__Source passage__:
★ ★ ★ ★
EX-19 3 vtr-ex19_123124.htm EX-19 SECURITIES TRADING POLICY Document
        
Exhibit 19
Ventas, Inc.
Securities Trading Policy
Adopted as amended 3.11.2022
1INTRODUCTORY STATEMENT
As a publicly traded company, Ventas, Inc. (together with its affiliates, the “Company”) has certain legal and ethical responsibilities with respect to the market for its securities and the confidentiality of information about the Company’s business. In this regard, the Company depends upon the conduct and diligence of its directors, officers and other employees, in both their professional and personal capacities, to ensure full compliance with all federal and state securities laws applicable to transactions in the Company’s securities and the securities of companies with which the Company does business. Each director, officer and other employee of the Company is personally obligated and responsible to act in a manner consistent with these laws.
This Policy establishes procedures to be followed to prevent both intentional and unintentional acts of prohibited insider trading and acts that facilitate such trading. Violations of federal and state securities laws, inadvertent or otherwise, can result in severe civil and criminal penalties for the culpable individuals, Company management and the Company itself. Such violations can also severely damage the Company’s reputation for integrity and professionalism. The purpose of this Policy, therefore, is to promote compliance with the insider trading provisions of federal and state securities laws by the Company and all of its directors, officers and other employees and to preserve the Company’s reputation for adhering to the highest standards of ethical conduct.
This Policy applies to all directors, officers and other employees of the Company, as well as their spouses and other immediate family members sharing their homes and trusts or other entities controlled by them (“Related Persons”).
2RESTRICTIONS
To prevent inadvertent securities laws violations and to avoid even the appearance of an improper transaction, directors, officers and other employees and their Related Persons must observe the following trading guidelines:
2.1General Rule
Directors, officers and other employees of the Company and their Related Persons, while in possession of material, non-public information regarding the Company, may not:
“trade” (as defined below) in the Company’s “securities” (as defined below);
communicate or “tip” such information to any person who may trade in the Company’s securities;



make recommendations to any person regarding investments in the Company (whether or not the information on which the recommendation is based is disclosed); or
engage in any other action to take personal advantage of such information.
★ ★ ★ ★
__Written task 1__:
Write out the securities trading policy word for word, from "2RESTRICTIONS" to "of such information.".
__Written task 2__:
Write the next part of the securities trading policy, starting right after its last sentence.
The rows that come next are separate material, unrelated to the securities trading policy.
★ ★ ★ ★
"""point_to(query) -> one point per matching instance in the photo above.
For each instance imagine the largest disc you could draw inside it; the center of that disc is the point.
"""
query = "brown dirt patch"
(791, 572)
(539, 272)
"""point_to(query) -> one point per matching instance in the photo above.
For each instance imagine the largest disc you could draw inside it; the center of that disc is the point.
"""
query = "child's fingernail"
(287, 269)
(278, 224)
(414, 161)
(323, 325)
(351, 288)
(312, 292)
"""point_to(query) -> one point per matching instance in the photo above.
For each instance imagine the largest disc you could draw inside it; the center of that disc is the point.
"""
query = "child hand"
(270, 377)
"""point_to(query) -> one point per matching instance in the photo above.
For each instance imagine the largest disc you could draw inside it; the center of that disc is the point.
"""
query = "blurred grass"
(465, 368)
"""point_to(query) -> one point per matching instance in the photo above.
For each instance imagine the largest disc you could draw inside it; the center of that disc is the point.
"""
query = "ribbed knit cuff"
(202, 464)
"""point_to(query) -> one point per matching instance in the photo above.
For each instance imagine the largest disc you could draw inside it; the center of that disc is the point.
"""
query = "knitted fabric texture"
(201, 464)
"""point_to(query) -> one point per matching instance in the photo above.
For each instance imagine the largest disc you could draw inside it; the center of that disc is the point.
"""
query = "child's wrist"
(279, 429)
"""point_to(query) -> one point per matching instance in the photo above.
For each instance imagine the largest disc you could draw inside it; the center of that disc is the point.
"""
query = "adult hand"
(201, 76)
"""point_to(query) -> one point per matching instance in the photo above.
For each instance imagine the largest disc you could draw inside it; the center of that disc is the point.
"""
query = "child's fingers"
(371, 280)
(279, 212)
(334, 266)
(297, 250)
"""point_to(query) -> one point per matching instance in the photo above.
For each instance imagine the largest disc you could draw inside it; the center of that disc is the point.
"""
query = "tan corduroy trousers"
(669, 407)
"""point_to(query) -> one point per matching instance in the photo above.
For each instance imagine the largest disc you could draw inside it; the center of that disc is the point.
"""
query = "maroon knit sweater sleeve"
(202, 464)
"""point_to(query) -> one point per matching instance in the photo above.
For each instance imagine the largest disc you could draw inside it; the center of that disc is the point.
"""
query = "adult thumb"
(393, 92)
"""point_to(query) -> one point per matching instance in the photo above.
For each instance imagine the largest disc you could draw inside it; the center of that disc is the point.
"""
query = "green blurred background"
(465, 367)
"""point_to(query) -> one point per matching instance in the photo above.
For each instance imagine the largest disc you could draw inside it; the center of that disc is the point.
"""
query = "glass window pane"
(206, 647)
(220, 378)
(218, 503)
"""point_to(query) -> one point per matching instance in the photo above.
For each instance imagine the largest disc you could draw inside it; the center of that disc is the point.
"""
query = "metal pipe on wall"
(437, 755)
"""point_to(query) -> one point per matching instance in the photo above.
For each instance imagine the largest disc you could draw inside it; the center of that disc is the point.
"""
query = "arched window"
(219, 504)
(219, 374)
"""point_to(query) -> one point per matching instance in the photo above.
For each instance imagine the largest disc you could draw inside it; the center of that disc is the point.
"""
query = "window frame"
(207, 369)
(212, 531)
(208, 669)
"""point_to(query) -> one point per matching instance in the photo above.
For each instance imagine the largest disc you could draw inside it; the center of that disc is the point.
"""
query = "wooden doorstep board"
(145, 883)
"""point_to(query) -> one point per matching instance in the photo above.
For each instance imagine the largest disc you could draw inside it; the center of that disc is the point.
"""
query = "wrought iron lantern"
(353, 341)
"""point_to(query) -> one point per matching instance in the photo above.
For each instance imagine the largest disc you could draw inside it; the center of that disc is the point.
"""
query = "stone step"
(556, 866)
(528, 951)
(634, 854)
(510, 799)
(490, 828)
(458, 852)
★ ★ ★ ★
__Answer 1__:
2RESTRICTIONS
To prevent inadvertent securities laws violations and to avoid even the appearance of an improper transaction, directors, officers and other employees and their Related Persons must observe the following trading guidelines:
2.1General Rule
Directors, officers and other employees of the Company and their Related Persons, while in possession of material, non-public information regarding the Company, may not:
“trade” (as defined below) in the Company’s “securities” (as defined below);
communicate or “tip” such information to any person who may trade in the Company’s securities;



make recommendations to any person regarding investments in the Company (whether or not the information on which the recommendation is based is disclosed); or
engage in any other action to take personal advantage of such information.

__Answer 2__:
Because the Company’s stockholders and the investing public should be afforded time to receive and understand material information, directors, officers and other employees and their Related Persons should not trade in the Company’s securities immediately after the Company has made a public announcement of material information. Accordingly, directors, officers and other employees and their Related Persons may not engage in any transactions in Company securities from the start of the Company’s blackout period (see Section 2.3 below).
The portions of this Policy relating to trading while in possession of material, non-public information and the use or disclosure of that information continue to apply to transactions in the Company’s securities even after termination of employment or association with the Company. Former employees may not trade in the Company’s securities or disclose the material, non- public information to anyone else until that information is made public or is no longer material.
Transactions that may be necessary or justifiable for independent reasons (such as the need to raise money for an emergency expenditure) are no exception to the restrictions set forth in this Policy.
2.2Pre-Clearance of Trading
In the ordinary course of fulfilling their duties to the Company, Restricted Persons (as defined below) have access to material, non-public information regarding the Company. Accordingly, to facilitate compliance with this Policy, Restricted Persons must consult the Company’s General Counsel or other designated Legal Department representative for clearance prior to trading in Company securities at any time. The General Counsel or other designated Legal Department representative will assist the Restricted Person in determining whether material, non-public information regarding the Company exists such that the Restricted Person should not proceed with the proposed transaction at that time. Pre-clearance will also help ensure that directors and executive officers comply with the reporting requirements under Section 16 of the Securities Exchange Act of 1934, as amended (the “Exchange Act”), and the restrictions imposed by Rule 144 under the Securities Act of 1933, as amended. Although not subject to pre-clearance, employees who are not Restricted Persons are encouraged to consult with a member of the Legal Department prior to trading in Company securities.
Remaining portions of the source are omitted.